═══ VORGEGEBENER TEXT
Wo man sich in der Belle-Etage im Lichte des Reichtums und Wohlstands sonnt, herrscht am Fusse der gesellschaftlichen Leiter die Dunkelheit sozialer Verwundbarkeit.

Ismet und Valentin von der Corneliusbrücke treffen sich heute im Beratungscafé mit Lisa Riedner. Sie kümmert sich mit der Initiative Zivilcourage um die Menschen aus Südeuropa. Die junge, engagierte Frau spricht sogar ein wenig Türkisch, neben dem Bulgarischen die Sprache der Minderheiten. Bei dem Beratungstermin heute geht es um den ausstehenden Lohn von Ismet und Valentin. Beide sind von einem Subunternehmen für eine Baustelle im Norden von München angeheuert worden. Eine Woche haben sie dort gearbeitet, aber Geld haben sie bisher nicht gesehen. Jetzt soll Lisa Riedner mit ihnen auf die Baustelle fahren und mit der Bauleitung reden, damit sie ihren Lohn bekommen. Ausserdem wollen sie das noch ausstehende Geld für ihren verstorbenen Freund Hristo Vankov abholen, auch er hatte vor ein paar Wochen auf der Baustelle gearbeitet. Sein Schicksal zeigt: Sterben ist auch eine Frage der sozialen Absicherung. Einige Monate vor seinem Tod hatte sich der 57-jährige Bulgare mit Hilfe der Initiative Zivilcourage sogar einen kleinen juristischen Sieg errungen: Er hat sich mit einer Klage einen Platz im Obdachlosenheim erkämpft.

Kampf um Platz in Obdachlosenheim
Eigentlich haben alle Obdachlose einen Anspruch auf einen Schlafplatz. Dazu müssen sie aber nachweisen, dass sie in den Heimatländern über keine Wohnung verfügen. So will es eine Dienstanweisung des Münchner Sozialreferats von 2016. Darin heisst es: «Das Vorhandensein einer Wohnung wird vermutet, wenn eine Anschrift bzw. ein Wohnsitz im ausländischen Nationalausweis eingetragen ist.» Entkräftet werden könne diese Vermutung durch eine entsprechende Kündigungsbestätigung des Vermieters.
Derartige Dokumente wollte die Münchner Wohnungslosenhilfe sehen, bei der Vankov wegen einer Aufnahme in eine Notunterkunft vorsprach. Die hatte er aber nicht. Mit Unterstützung der Initiative Zivilcourage klagte er schliesslich vor dem Verwaltungsgericht. Das entschied am 9. August, dass die Stadt ihm einen Platz in einer Notunterkunft zur Verfügung stellen müsse. Für seine Einlassung, er verfüge in Bulgarien über keine Wohnung, spreche, so das Gericht in dem Urteil, «dass sich der Antragsteller trotz seiner schlechten gesundheitlichen und finanziellen Lage kaum seit mindestens sieben Jahren in München aufhalten würde, wenn er in Bulgarien ein funktionierendes soziales Netzwerk zur Verfügung hätte». Vorrang habe, dass Vankov nicht «ohne Obdach und schutzlos den Witterungsbedingungen ausgesetzt» sei. Die Unterbringung war allerdings befristet bis 1. Oktober.
══════
IHR ZIEL — Bis zu welchem Datum war die Unterbringung von Hristo Vankov in einer Notunterkunft laut dem vorgegebenen Text befristet? Das Material hat mit dem vorgegebenen Text nichts zu tun.
═══ DATEN ZUR ANALYSE
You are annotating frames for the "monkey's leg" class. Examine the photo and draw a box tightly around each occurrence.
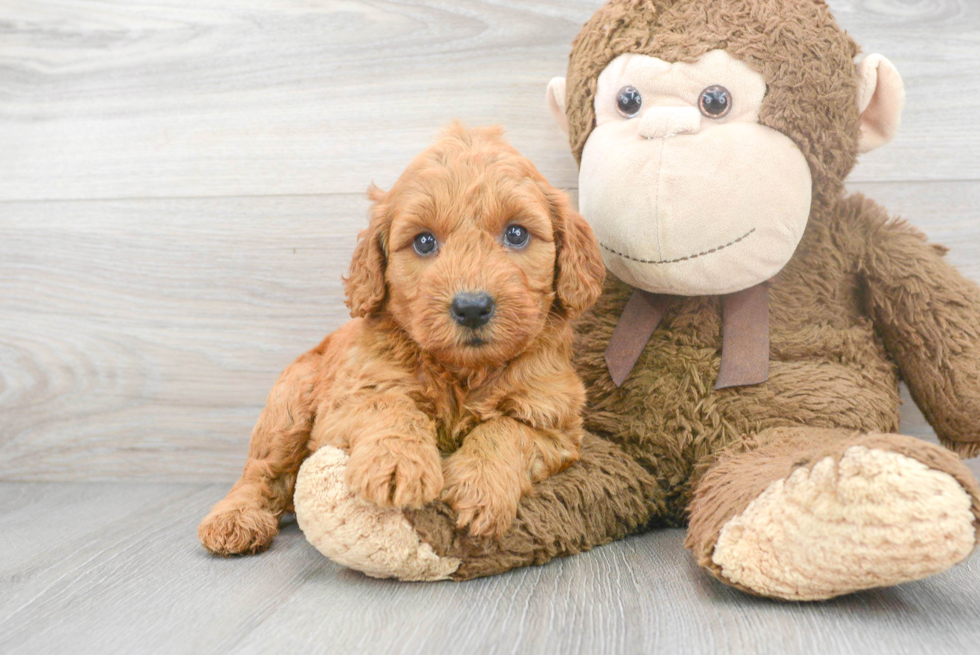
[686,428,980,600]
[295,435,664,580]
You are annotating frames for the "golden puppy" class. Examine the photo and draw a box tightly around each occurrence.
[199,125,605,555]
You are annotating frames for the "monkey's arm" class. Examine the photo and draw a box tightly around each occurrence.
[198,346,329,555]
[848,196,980,457]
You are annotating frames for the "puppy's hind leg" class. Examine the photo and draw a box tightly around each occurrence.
[197,351,318,556]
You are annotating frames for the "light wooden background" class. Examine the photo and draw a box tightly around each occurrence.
[0,5,980,655]
[0,0,980,482]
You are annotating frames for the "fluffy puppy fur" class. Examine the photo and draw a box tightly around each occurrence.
[199,124,605,555]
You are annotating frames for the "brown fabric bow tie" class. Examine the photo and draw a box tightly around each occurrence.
[605,283,769,389]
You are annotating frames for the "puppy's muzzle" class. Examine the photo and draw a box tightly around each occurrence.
[449,292,494,330]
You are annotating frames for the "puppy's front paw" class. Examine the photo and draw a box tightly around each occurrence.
[442,457,523,537]
[347,439,442,508]
[197,503,279,557]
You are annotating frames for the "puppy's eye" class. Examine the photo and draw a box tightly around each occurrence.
[616,86,643,118]
[504,225,531,248]
[412,232,439,257]
[698,84,732,118]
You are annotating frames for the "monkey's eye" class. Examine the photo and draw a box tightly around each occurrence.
[504,225,531,248]
[698,84,732,118]
[616,86,643,118]
[412,232,439,257]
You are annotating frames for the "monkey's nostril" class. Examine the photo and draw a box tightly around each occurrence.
[449,292,494,329]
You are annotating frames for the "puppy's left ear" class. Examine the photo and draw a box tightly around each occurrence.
[344,184,391,318]
[545,188,606,318]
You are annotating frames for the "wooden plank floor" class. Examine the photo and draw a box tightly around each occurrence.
[0,483,980,655]
[0,0,980,655]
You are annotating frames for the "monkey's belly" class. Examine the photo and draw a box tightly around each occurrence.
[582,325,900,520]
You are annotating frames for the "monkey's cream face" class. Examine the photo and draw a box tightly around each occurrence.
[579,50,811,295]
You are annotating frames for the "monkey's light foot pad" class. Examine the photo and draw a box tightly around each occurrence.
[712,446,975,600]
[294,446,459,580]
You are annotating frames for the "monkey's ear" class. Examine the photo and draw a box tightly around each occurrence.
[857,55,905,153]
[545,188,606,318]
[344,184,391,318]
[547,77,568,136]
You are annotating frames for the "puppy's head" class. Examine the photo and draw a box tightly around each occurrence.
[346,124,605,367]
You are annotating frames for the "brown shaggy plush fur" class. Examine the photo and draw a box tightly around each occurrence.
[199,125,604,555]
[400,0,980,578]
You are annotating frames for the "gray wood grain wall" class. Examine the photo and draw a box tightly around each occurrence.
[0,0,980,482]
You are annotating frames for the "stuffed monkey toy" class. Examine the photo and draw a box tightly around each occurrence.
[295,0,980,600]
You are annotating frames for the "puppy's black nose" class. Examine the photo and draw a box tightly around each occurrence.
[449,293,493,329]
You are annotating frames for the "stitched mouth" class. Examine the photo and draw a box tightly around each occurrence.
[599,228,755,264]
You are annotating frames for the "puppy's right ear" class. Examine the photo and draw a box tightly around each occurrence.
[344,184,391,318]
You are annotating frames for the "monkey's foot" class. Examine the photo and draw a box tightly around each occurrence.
[294,446,460,581]
[712,446,977,600]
══════
DIE ANTWORT — Bis 1. Oktober.